> [Work to complete]:
A: From the notice about Neelu Shruti, list every school or university it says she attended or studies at.
B: Decide whether each statement agrees with the notice about Neelu Shruti. Answer yes or no, and quote the words that decide it.
(i) Neelu Shruti moved to NYC in 2003.
(ii) Neelu Shruti founded Love Child in 2015.
(iii) Liam Lonegan will lead the discussion.
C: Write out the part of the notice about Neelu Shruti starting with "Playhouse Assistant Artistic" and going on through "25 post-play dialogue.)".

> [Extract to read]:
Playhouse Assistant Artistic Director Liam Lonegan will lead the discussion with Neelu Shruti, about her research and article “BIRTH JUSTICE DENIED: The Continued Marginalization of Community Birth Settings and Midwives …”

Recording available shortly. (Previously scheduled for October 25 post-play dialogue.)

 

Neelu Shruti is the founder of Love Child; specializes in Fertility, Prenatal, Postnatal and Baby & Me Yoga; and is an RN, Full-Spectrum Doula, Breastfeeding Counselor and Midwifery Assistant in NYC and a Midwifery student at Jefferson University. Born in Hyderabad, India, she was fortunate to be introduced to yoga while attending Rishi Valley, a boarding school founded by the philosopher J. Krishnamurti. Neelu moved to the US in 2003 to pursue an architecture degree at the University of Texas at Austin and to NYC in 2007 where she worked at several high-profile architecture firms. Teaching yoga on the side, and seeing the impact she was having as a pre/postnatal yoga teacher and doula, in 2015, she quit her day job, founded Love Child – a support space for expecting and new parents – and has never looked back. During the COVID-19 pandemic, Neelu has worked to open a birth center in NYC; additionally, as a grassroots advocate – working with elected officials in NYC, NYS, and the NY Governor’s office, and local and national birth and midwifery advocacy organizations – she has pushed to eliminate legislative barriers for community midwifery and birth centers in New York State. She is the founder of New York Birth Policy Project to advance maternal health legislation policies in NYC & NYS. Her writing, highlighting the historical marginalization of community birth and midwives, has been published in The Indypendent and Yale University’s Distilled periodical.

> [Excerpted data]:
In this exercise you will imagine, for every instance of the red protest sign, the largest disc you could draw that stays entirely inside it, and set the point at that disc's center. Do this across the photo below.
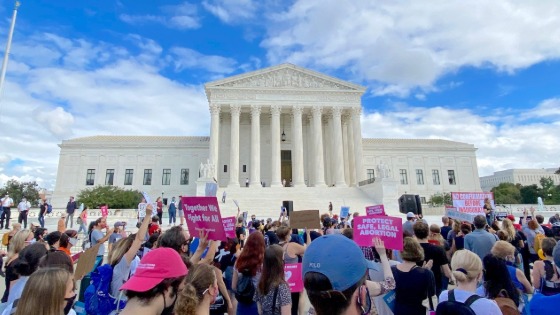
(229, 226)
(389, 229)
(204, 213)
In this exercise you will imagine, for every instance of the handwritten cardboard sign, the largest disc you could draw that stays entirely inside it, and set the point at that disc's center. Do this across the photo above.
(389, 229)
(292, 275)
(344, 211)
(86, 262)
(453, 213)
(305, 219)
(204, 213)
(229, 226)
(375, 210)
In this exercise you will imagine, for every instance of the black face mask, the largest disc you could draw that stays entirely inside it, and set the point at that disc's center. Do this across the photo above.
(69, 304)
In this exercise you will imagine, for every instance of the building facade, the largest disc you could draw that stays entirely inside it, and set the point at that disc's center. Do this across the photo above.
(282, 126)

==

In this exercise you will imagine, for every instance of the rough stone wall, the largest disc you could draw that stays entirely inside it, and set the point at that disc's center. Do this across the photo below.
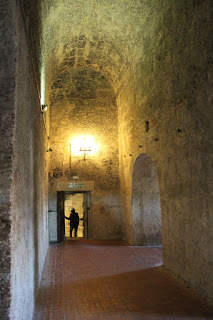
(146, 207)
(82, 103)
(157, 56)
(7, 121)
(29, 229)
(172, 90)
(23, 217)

==

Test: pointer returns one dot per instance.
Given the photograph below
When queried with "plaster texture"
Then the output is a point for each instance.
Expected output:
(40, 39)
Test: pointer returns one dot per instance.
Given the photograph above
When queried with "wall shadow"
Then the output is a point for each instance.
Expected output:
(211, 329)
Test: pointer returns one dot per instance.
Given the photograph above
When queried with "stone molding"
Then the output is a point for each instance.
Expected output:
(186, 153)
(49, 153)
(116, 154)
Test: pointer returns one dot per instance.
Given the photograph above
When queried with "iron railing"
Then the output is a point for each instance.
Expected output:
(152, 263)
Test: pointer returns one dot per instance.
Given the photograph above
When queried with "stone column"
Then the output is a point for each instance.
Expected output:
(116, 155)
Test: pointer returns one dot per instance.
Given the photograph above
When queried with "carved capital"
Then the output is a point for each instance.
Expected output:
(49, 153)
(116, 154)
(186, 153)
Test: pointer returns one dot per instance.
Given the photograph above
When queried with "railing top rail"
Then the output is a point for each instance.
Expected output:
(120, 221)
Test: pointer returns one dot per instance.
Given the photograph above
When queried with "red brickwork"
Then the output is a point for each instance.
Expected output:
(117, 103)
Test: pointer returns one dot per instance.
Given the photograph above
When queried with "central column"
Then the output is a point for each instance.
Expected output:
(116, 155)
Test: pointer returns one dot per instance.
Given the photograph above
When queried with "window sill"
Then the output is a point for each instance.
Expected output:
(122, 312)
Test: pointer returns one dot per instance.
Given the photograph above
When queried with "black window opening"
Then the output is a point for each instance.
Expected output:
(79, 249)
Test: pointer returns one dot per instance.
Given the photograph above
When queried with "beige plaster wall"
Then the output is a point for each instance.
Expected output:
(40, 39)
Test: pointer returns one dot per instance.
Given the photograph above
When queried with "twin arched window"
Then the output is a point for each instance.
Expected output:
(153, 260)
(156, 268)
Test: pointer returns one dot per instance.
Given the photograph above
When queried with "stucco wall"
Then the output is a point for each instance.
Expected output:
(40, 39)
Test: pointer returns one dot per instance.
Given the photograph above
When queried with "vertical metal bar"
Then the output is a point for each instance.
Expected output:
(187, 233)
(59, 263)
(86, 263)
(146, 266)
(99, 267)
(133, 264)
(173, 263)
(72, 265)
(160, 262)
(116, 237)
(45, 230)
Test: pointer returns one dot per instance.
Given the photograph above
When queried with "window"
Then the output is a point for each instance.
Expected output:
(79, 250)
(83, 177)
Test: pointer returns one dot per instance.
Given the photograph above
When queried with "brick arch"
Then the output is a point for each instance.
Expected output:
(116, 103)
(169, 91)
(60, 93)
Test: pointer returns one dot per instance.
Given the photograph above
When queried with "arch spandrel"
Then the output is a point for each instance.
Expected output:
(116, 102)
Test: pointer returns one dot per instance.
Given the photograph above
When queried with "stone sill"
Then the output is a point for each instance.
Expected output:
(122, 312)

> [Answers by item number]:
A:
- Rishi Valley
- University of Texas at Austin
- Jefferson University

B:
(i) No: "Neelu moved to the US in 2003 to pursue an architecture degree at the University of Texas at Austin and to NYC in 2007"
(ii) Yes: "in 2015, she quit her day job, founded Love Child"
(iii) Yes: "Playhouse Assistant Artistic Director Liam Lonegan will lead the discussion"

C:
Playhouse Assistant Artistic Director Liam Lonegan will lead the discussion with Neelu Shruti, about her research and article “BIRTH JUSTICE DENIED: The Continued Marginalization of Community Birth Settings and Midwives …”

Recording available shortly. (Previously scheduled for October 25 post-play dialogue.)